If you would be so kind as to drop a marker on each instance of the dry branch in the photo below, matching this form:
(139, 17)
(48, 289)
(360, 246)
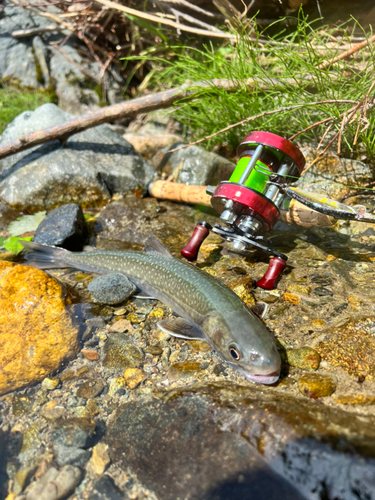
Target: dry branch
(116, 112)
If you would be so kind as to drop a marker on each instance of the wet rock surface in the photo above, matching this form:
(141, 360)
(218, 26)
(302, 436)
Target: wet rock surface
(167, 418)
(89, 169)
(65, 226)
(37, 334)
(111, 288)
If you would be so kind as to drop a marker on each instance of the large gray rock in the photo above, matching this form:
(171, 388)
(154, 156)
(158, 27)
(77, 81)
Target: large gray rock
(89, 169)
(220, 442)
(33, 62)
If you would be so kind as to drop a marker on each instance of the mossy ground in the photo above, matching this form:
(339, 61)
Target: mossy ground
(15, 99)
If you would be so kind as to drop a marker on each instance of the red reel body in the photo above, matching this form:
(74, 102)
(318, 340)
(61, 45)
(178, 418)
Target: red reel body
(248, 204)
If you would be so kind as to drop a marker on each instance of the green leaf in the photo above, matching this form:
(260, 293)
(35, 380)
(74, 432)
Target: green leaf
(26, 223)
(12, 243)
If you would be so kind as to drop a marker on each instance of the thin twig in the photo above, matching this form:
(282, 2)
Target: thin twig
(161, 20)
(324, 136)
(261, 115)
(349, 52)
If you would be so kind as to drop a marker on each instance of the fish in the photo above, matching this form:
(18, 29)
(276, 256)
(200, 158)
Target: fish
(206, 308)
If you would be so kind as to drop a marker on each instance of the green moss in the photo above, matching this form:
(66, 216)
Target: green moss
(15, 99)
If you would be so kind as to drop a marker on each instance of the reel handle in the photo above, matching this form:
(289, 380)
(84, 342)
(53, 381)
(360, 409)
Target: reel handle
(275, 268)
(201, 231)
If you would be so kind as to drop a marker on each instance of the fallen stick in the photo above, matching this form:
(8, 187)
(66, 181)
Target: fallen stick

- - - - -

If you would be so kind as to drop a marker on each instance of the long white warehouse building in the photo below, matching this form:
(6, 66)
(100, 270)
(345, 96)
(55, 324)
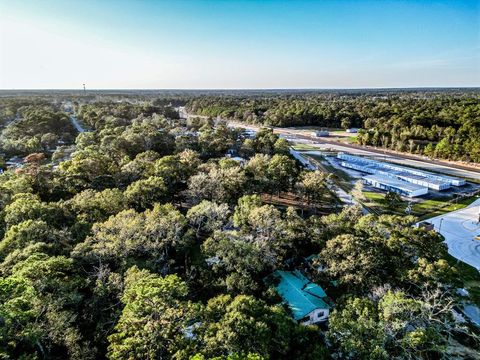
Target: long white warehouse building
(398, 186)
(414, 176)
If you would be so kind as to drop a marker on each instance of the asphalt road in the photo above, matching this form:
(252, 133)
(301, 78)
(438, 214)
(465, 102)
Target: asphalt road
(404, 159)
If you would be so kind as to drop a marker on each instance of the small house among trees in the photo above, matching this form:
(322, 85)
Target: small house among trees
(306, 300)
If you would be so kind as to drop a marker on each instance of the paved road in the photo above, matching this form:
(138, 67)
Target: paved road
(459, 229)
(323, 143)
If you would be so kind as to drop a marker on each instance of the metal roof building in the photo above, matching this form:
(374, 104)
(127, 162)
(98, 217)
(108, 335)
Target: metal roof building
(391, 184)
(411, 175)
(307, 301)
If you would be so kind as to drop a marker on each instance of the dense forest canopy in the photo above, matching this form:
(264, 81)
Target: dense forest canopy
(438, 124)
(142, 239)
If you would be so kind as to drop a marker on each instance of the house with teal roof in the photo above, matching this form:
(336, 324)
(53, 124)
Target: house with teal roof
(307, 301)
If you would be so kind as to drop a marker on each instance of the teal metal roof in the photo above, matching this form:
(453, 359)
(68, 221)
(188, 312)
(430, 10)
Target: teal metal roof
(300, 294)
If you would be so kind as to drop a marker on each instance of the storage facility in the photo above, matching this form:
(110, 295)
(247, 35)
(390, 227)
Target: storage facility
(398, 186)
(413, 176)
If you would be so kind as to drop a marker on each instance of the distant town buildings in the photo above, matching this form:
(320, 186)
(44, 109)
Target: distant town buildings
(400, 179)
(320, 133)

- - - - -

Using the material above, copy every line in which the string "stick" occurs.

### [WRITTEN SOLUTION]
If you would be so kind as to drop a marker on each instance of the fallen stick in the photo above, matching this form:
Target: fallen stick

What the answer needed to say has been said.